TASK INSTRUCTIONS.
(a) From the passage on drug genetics research, print the words starting at "The team next" and ending after "throughout the body.".
(b) According to the passage on drug genetics research, what tamoxifen metabolite binds to estrogen receptors on cancer tumor cells?
(c) Write the next part of the passage on drug genetics research, picking up after its last sentence.

SUPPLIED PASSAGE.

++++++++++++++++++++

What is it about a person’s genes that would make tamoxifen a success or failure in stopping breast cancer reoccurrence? To succeed, tamoxifen must be activated by a drug-metabolizing enzyme in the liver. That enzyme produces a metabolite of tamoxifen called endoxifen, which is the key compound that binds to estrogen receptors on cancer tumor cells. Denied of estrogen, those cells cannot proliferate.
However, some people with certain genotypes in this drug-metabolizing enzyme do not effectively convert tamoxifen into the active endoxifen. These patients will have less success with tamoxifen as a breast cancer treatment.
The team next will take a close look at the pharmacogenomics in breast cancer patients from the Salish and Kootenai tribes being treated with tamoxifen. They will identify whether patients have genotypes for efficient or deficient drug metabolism and then compare tamoxifen and endoxifen levels.
“This study offers direct benefits to the participating cancer patients,” Woodahl says, “and it may yield important results in drug therapy for American Indian populations.”
Two other research projects build on Woodahl’s earlier pharmacogenomics work in Seattle. She and her graduate students focus on a protein called P-glycoprotein. The name may not be familiar to most of us, yet this protein plays a hefty role in the human body as a drug transporter that pumps compounds — including drugs and toxins – out of cells and tissues throughout the body.
Woodahl’s lab examines how changes in the three-dimensional structure of P-glycoprotein (caused by genetic variation) can affect its ability to function. When medications fail or cause toxic side effects, doctors turn to the scientists to find out why. P-glycoprotein is important for mediating drug levels of many classes of drugs, including those for cancer, HIV, epilepsy and others. Woodahl believes her research can contribute to improved drug treatment in these areas.
In a related project, Woodahl studies P-glycoprotein from an environmental angle, investigating how exposure to pesticides can lead to diseases that result from toxins entering the brain.
“P-glycoprotein protects the brain from toxic substances circulating around in our blood,” she says. “But changes in the function of the protein may allow toxins to accumulate in the brain, and these people could be more susceptible to neurodegenerative disease, such as Parkinson’s.”

++++++++++++++++++++

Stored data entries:
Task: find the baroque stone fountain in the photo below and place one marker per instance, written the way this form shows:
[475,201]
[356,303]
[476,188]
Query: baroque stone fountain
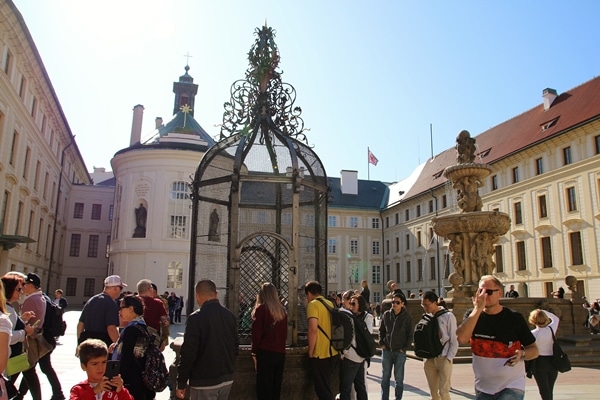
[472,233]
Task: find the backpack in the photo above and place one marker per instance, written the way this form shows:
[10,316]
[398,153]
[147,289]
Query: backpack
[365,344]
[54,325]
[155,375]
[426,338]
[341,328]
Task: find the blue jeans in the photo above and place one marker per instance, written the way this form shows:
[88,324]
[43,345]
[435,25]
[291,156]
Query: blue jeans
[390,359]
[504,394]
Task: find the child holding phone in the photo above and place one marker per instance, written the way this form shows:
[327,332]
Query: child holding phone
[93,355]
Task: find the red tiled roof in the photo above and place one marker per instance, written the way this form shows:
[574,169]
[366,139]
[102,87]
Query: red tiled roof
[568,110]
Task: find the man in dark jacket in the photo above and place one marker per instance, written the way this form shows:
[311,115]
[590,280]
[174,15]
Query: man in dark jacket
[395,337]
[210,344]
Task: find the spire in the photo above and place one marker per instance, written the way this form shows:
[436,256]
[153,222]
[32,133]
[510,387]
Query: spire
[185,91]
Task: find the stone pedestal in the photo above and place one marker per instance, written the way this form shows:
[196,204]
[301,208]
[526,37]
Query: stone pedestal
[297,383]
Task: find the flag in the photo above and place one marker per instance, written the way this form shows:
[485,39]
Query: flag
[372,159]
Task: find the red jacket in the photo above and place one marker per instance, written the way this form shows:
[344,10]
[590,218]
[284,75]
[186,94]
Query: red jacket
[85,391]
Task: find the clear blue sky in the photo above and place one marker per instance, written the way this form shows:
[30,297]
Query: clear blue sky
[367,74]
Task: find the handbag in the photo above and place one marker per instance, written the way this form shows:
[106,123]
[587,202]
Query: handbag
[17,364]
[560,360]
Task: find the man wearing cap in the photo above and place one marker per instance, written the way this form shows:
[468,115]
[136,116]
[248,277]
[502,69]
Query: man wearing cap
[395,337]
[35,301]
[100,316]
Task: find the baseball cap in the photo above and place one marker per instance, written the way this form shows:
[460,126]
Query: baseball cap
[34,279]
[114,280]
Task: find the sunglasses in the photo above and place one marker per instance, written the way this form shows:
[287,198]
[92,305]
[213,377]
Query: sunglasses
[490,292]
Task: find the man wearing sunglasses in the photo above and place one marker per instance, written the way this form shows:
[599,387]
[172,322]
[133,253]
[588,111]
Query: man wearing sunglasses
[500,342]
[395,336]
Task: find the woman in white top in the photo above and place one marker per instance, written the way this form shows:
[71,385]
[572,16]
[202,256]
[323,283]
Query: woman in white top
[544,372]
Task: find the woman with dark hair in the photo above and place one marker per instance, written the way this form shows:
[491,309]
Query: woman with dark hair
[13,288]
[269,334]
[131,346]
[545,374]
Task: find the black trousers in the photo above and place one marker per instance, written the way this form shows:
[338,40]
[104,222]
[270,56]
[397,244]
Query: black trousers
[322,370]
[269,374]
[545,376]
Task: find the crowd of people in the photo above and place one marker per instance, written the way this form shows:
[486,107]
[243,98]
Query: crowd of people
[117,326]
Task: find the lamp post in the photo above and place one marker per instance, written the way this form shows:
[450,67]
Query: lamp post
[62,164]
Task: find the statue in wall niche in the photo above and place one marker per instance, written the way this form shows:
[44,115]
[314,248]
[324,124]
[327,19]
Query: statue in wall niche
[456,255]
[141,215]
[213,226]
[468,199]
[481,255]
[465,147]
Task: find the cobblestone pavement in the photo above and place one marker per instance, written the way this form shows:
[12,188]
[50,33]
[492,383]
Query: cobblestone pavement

++++++++++++++++++++

EXPECTED RESPONSES.
(a)
The team next will take a close look at the pharmacogenomics in breast cancer patients from the Salish and Kootenai tribes being treated with tamoxifen. They will identify whether patients have genotypes for efficient or deficient drug metabolism and then compare tamoxifen and endoxifen levels.
“This study offers direct benefits to the participating cancer patients,” Woodahl says, “and it may yield important results in drug therapy for American Indian populations.”
Two other research projects build on Woodahl’s earlier pharmacogenomics work in Seattle. She and her graduate students focus on a protein called P-glycoprotein. The name may not be familiar to most of us, yet this protein plays a hefty role in the human body as a drug transporter that pumps compounds — including drugs and toxins – out of cells and tissues throughout the body.

(b) Endoxifen.

(c)
Woodahl wants to find out if genetic variation in P-glycoprotein lessens the ability of this crucial drug transporter to keep pesticides, such as Paraquat, from entering the brain. Paraquat is one of the most widely used herbicides in the world.
A career focusing on more effective cancer treatments and toxicity issues in the environment was not something Woodahl stumbled upon in college courses. One pivotal event during middle school in her hometown of Missoula shaped her career choice.
In 1992 Taxol gained approval as a groundbreaking cancer drug, initiating a rush to harvest the Pacific Yew tree that harbored the wondrous natural compound. Why, Woodahl wondered, couldn’t scientists figure out how to replicate that cancer-fighting drug in a lab? (Researchers have since developed synthetic forms of Taxol). Suddenly, chemistry and biology classes became more meaningful.
Woodahl graduated from Missoula’s Hellgate High School in 1994 and earned an undergraduate biochemistry degree from the University of Notre Dame in 1998, followed by a Ph.D. in pharmaceutics in 2004 from the University of Washington, where she discovered pharmacogenomics and never looked back. She appreciates the cross-disciplinary opportunities among the UM faculty with specialties in neuroscience, environmental toxicology, cardiovascular pharmacology and medicinal chemistry.
“What we all hope to see is that translation of medicine from the lab bench to the bedside, so we will be able to better treat, control and prevent diseases,” Woodahl says.
— By Deborah Richie Oberbillig
|(Above) UM's Erica Woodahl removes some DNA samples from a minus-80-degree-Celsius freezer in her lab.